**Exercise task:** Render every one of the records below as a Markdown table with a Row column for the line number and an Entry column for the line itself, skipping blank lines. Leave the pictures out.

**Source material:**
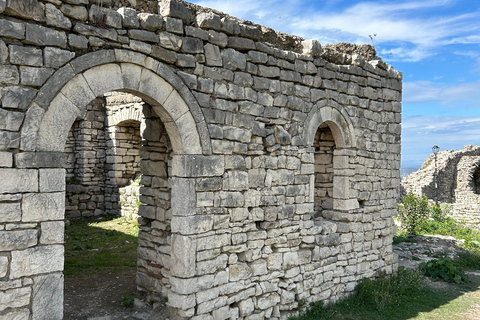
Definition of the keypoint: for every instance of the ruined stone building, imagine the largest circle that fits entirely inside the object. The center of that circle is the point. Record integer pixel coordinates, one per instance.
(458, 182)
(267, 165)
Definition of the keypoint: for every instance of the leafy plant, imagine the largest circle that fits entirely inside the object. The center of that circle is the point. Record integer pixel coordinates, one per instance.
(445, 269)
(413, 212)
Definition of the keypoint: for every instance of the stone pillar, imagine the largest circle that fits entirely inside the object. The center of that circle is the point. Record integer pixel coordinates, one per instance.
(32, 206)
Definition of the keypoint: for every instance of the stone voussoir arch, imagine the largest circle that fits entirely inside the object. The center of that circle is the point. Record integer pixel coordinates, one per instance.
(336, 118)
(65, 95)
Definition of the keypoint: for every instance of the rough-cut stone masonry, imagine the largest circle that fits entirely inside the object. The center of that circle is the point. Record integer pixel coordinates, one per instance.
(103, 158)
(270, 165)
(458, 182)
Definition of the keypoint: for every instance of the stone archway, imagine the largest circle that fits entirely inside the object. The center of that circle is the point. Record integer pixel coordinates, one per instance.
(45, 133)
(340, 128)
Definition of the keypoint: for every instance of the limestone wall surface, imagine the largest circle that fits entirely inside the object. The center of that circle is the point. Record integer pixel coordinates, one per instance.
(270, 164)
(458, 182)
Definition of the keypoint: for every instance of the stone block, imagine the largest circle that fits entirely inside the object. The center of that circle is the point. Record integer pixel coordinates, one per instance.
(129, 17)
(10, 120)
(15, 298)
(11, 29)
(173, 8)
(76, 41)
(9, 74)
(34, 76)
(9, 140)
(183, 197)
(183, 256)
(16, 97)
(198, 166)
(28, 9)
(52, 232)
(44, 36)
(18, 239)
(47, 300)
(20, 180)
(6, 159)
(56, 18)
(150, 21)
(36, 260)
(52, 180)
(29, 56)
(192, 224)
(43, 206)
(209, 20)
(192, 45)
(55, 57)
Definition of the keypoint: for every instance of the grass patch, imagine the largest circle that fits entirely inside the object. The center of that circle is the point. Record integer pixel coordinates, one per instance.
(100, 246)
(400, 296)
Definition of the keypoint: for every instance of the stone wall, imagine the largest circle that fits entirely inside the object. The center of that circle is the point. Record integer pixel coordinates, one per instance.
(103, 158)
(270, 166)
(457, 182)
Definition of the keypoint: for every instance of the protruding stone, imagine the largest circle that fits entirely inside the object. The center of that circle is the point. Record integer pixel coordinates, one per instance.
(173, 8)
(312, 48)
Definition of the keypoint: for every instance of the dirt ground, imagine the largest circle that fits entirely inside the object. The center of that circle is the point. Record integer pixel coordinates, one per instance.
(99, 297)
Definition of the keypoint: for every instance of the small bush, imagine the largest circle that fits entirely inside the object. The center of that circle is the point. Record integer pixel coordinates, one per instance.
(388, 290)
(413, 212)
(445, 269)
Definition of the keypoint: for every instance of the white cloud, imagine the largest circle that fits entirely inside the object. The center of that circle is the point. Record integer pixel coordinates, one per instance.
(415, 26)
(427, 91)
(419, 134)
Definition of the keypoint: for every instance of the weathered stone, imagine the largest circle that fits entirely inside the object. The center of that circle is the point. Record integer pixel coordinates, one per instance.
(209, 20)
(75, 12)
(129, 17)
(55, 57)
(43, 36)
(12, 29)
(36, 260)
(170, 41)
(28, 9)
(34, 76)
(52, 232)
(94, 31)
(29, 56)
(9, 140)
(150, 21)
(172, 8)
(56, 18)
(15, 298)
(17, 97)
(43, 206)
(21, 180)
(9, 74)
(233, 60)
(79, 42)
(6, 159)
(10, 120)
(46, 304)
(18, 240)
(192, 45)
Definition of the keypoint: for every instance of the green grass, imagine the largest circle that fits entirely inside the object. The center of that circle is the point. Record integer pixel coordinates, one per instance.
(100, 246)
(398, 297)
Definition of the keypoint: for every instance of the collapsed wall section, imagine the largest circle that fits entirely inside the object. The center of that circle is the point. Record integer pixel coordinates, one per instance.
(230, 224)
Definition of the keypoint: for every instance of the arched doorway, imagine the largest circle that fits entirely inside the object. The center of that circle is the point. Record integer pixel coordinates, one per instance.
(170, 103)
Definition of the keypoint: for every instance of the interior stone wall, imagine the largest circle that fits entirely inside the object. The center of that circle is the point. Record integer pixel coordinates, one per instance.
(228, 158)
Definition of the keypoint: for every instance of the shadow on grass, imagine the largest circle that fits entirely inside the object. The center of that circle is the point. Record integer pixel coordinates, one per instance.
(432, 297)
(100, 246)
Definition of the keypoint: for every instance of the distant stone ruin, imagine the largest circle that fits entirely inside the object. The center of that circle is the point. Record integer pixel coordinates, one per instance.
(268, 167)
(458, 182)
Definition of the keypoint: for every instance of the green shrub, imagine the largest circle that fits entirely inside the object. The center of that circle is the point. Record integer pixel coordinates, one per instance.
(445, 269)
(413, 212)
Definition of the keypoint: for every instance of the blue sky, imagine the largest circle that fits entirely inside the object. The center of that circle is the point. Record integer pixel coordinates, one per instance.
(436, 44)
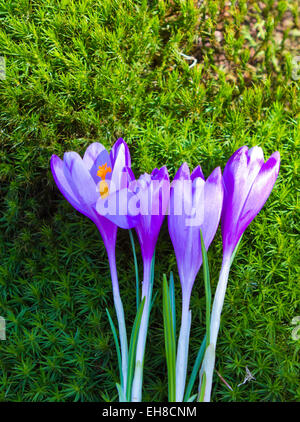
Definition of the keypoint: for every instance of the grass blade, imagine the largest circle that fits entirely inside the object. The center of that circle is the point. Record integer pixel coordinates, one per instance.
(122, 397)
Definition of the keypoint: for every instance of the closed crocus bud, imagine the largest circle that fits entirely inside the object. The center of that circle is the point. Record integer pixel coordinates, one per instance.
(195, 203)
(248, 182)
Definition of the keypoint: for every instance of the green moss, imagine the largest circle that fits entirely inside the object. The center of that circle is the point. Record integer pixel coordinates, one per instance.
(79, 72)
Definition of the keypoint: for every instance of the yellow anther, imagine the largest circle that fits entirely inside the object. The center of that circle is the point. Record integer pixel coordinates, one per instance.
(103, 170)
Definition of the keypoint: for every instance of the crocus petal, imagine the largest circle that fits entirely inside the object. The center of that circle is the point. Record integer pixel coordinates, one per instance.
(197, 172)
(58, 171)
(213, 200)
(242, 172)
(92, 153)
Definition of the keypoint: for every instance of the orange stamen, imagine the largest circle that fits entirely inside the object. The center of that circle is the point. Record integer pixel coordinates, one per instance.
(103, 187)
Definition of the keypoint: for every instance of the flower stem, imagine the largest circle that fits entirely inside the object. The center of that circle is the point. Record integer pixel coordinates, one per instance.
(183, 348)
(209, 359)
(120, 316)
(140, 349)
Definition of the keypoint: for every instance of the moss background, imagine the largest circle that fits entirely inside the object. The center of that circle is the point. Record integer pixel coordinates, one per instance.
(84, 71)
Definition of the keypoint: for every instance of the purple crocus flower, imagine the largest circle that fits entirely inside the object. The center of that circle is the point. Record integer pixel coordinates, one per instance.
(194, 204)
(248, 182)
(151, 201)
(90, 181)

**Correct response:**
| Row | Entry |
|---|---|
| 1 | Definition of the keypoint: for every instance of the ruined stone building, imagine the largest circle that fits entirely inside the object. The center of that circle is the point. Record integer pixel coordinates, one per instance. |
| 2 | (458, 182) |
| 3 | (267, 165) |
| 4 | Definition of the keypoint: for every instance of the leafy plant, imagine the largest circle that fits entirely inside the object. The center of that circle is the point. Record integer pixel coordinates, one per instance. |
| 5 | (445, 269) |
| 6 | (413, 212) |
| 7 | Definition of the keypoint: for every instance of the stone pillar, imagine the largest circle that fits entirely inside the object. The center of that circle is the point. Record integer pixel coordinates, one per instance. |
| 8 | (32, 206) |
| 9 | Definition of the keypoint: for every instance of the stone voussoir arch, imagine the largest circle that fits entirely inside the object. The center of that circle is the point. Record integer pixel coordinates, one per instance. |
| 10 | (336, 118) |
| 11 | (65, 95) |
| 12 | Definition of the keypoint: for every instance of the rough-cut stone masonry, imagine the largest circle that fits entirely inside the object. The center of that circle is the point. Record integer pixel coordinates, one per instance. |
| 13 | (103, 158) |
| 14 | (270, 165) |
| 15 | (458, 182) |
| 16 | Definition of the keypoint: for every instance of the stone archway, imagine the largest circle that fits entirely inside the object. The center of that circle is the point. Record integer pixel coordinates, one per instance. |
| 17 | (45, 133) |
| 18 | (340, 128) |
| 19 | Definition of the keypoint: for every instance of the limestone wall surface, imagine the largest circle that fits entirely inside the object. The center of that circle is the point. Record integer pixel coordinates, one per instance. |
| 20 | (270, 164) |
| 21 | (458, 182) |
| 22 | Definition of the keypoint: for every instance of the stone block, imagine the largest circle that fits entirely inside the object. The center of that circle is the point. Record integer pixel coordinates, one per instance. |
| 23 | (129, 17) |
| 24 | (10, 120) |
| 25 | (15, 298) |
| 26 | (11, 29) |
| 27 | (173, 8) |
| 28 | (76, 41) |
| 29 | (9, 74) |
| 30 | (34, 76) |
| 31 | (9, 140) |
| 32 | (183, 197) |
| 33 | (183, 256) |
| 34 | (16, 97) |
| 35 | (198, 166) |
| 36 | (28, 9) |
| 37 | (52, 232) |
| 38 | (44, 36) |
| 39 | (18, 239) |
| 40 | (47, 300) |
| 41 | (20, 180) |
| 42 | (6, 159) |
| 43 | (56, 18) |
| 44 | (150, 21) |
| 45 | (36, 260) |
| 46 | (52, 180) |
| 47 | (29, 56) |
| 48 | (192, 224) |
| 49 | (43, 206) |
| 50 | (209, 20) |
| 51 | (192, 45) |
| 52 | (55, 57) |
| 53 | Definition of the keypoint: for every instance of the grass patch, imagine the largest circle that fits entirely inside the object. The center of that circle is the point. Record integer pixel coordinates, one per instance. |
| 54 | (100, 246) |
| 55 | (400, 296) |
| 56 | Definition of the keypoint: for every instance of the stone wall, imagine the largest circle that fits entirely inside the object. The center of that circle is the point. Record integer pixel coordinates, one per instance. |
| 57 | (103, 158) |
| 58 | (270, 166) |
| 59 | (457, 182) |
| 60 | Definition of the keypoint: for every instance of the protruding stone, imagine the largest circle that fits entirely inside the object. The center of that circle is the point. Record integer pixel coordinates, one per instance. |
| 61 | (173, 8) |
| 62 | (312, 48) |
| 63 | Definition of the keypoint: for every instance of the dirt ground, imagine the largest circle that fits entirely inside the object. The center of that circle is the point. Record integer pixel coordinates, one per instance. |
| 64 | (99, 297) |
| 65 | Definition of the keypoint: for every instance of the small bush, imagine the largest circle that fits entirely inside the object. The center of that circle is the point. Record integer pixel coordinates, one per instance. |
| 66 | (388, 290) |
| 67 | (413, 212) |
| 68 | (445, 269) |
| 69 | Definition of the keypoint: for every instance of the white cloud, imagine the largest circle that fits entirely inside the object. The center of that circle is the point. Record integer pixel coordinates, one per instance. |
| 70 | (415, 26) |
| 71 | (427, 91) |
| 72 | (419, 134) |
| 73 | Definition of the keypoint: for every instance of the weathered stone, imagine the largest circle that fits entirely inside the object. The center of that circle is the point. Record integer pixel coordinates, one per instance. |
| 74 | (209, 20) |
| 75 | (75, 12) |
| 76 | (129, 17) |
| 77 | (55, 57) |
| 78 | (43, 36) |
| 79 | (12, 29) |
| 80 | (36, 260) |
| 81 | (170, 41) |
| 82 | (28, 9) |
| 83 | (34, 76) |
| 84 | (52, 232) |
| 85 | (94, 31) |
| 86 | (29, 56) |
| 87 | (9, 140) |
| 88 | (150, 21) |
| 89 | (172, 8) |
| 90 | (56, 18) |
| 91 | (15, 298) |
| 92 | (17, 97) |
| 93 | (43, 206) |
| 94 | (21, 180) |
| 95 | (9, 74) |
| 96 | (233, 60) |
| 97 | (79, 42) |
| 98 | (6, 159) |
| 99 | (10, 120) |
| 100 | (46, 304) |
| 101 | (18, 240) |
| 102 | (192, 45) |
| 103 | Definition of the keypoint: for every instance of the green grass, imagine the largest circle that fits entirely inside the object. The center of that circle is the point. Record integer pixel coordinates, one per instance. |
| 104 | (100, 246) |
| 105 | (398, 297) |
| 106 | Definition of the keypoint: for every instance of the collapsed wall section, imagine the largest circle that fits entirely inside the object. The center of that circle is the point. Record integer pixel coordinates, one per instance. |
| 107 | (230, 224) |
| 108 | Definition of the keypoint: for every instance of the arched doorway, imagine the largest circle that fits entirely inside the object. The center of that circle is the point. Record integer pixel coordinates, one per instance. |
| 109 | (170, 103) |
| 110 | Definition of the keypoint: for every instance of the interior stone wall, imagine the largest circle that fits entirely inside the object. The center of that circle is the point. Record integer pixel coordinates, one per instance. |
| 111 | (228, 158) |
| 112 | Definition of the keypoint: for every instance of the shadow on grass, imagine the largest circle that fits entirely inside the object. The center of that circle is the point. Record integer pixel coordinates, one per instance. |
| 113 | (432, 297) |
| 114 | (100, 246) |
| 115 | Definition of the keypoint: for every instance of the distant stone ruin, imagine the largest circle that fits entirely inside the object. The center of that circle is the point. Record integer pixel coordinates, one per instance. |
| 116 | (268, 167) |
| 117 | (458, 182) |
| 118 | Definition of the keypoint: for every instance of the green shrub, imagine the largest circle that fits entirely inside the object. The center of that circle is the point. Record integer pixel coordinates, one per instance. |
| 119 | (445, 269) |
| 120 | (413, 212) |
| 121 | Definition of the keypoint: for every instance of the blue sky, imagine the largest circle that fits entirely inside the object. The center of that circle is the point. Record integer pixel coordinates, one per instance. |
| 122 | (436, 44) |
| 123 | Definition of the keypoint: for every instance of the grass blade, imagine the largest circle that fits entirely inside the object. The center of that circle is the point. Record integer pixel coordinates, one per instance. |
| 124 | (122, 397) |
| 125 | Definition of the keypoint: for every instance of the closed crocus bud, imagine the largest circle that fits entirely inside the object. The center of that circle is the point. Record integer pixel coordinates, one per instance. |
| 126 | (195, 203) |
| 127 | (248, 182) |
| 128 | Definition of the keypoint: for every instance of the green moss, imagine the largest circle that fits entirely inside the object. The center of that circle is the point. Record integer pixel coordinates, one per instance. |
| 129 | (79, 72) |
| 130 | Definition of the keypoint: for every instance of the yellow anther, imagine the largest circle that fits entirely inside the object. The center of that circle is the point. Record integer pixel coordinates, one per instance. |
| 131 | (103, 170) |
| 132 | Definition of the keypoint: for every instance of the crocus petal, imagine the largest circle that fits entirely inside the object. The center of that circle is the point. Record integer pixel coordinates, one per instance. |
| 133 | (197, 172) |
| 134 | (58, 171) |
| 135 | (213, 200) |
| 136 | (242, 172) |
| 137 | (92, 153) |
| 138 | Definition of the keypoint: for every instance of the orange stamen, imagine the largest circle that fits entirely inside the object. The center of that circle is the point. Record integer pixel coordinates, one per instance. |
| 139 | (103, 187) |
| 140 | Definition of the keypoint: for every instance of the flower stem, imagine the largest circle that fits entirely inside the object. The center of that circle is the point. Record integer pixel coordinates, one per instance. |
| 141 | (183, 348) |
| 142 | (209, 359) |
| 143 | (120, 316) |
| 144 | (140, 349) |
| 145 | Definition of the keypoint: for every instance of the moss background, imagine the largest circle that fits entirely inside the object. The center of that circle is the point. Record integer pixel coordinates, one per instance. |
| 146 | (84, 71) |
| 147 | Definition of the keypoint: for every instance of the purple crocus flower, imagine the largest circle that fits entirely inside the object. The center of that circle is the point. Record integer pixel coordinates, one per instance. |
| 148 | (194, 204) |
| 149 | (248, 182) |
| 150 | (151, 201) |
| 151 | (90, 181) |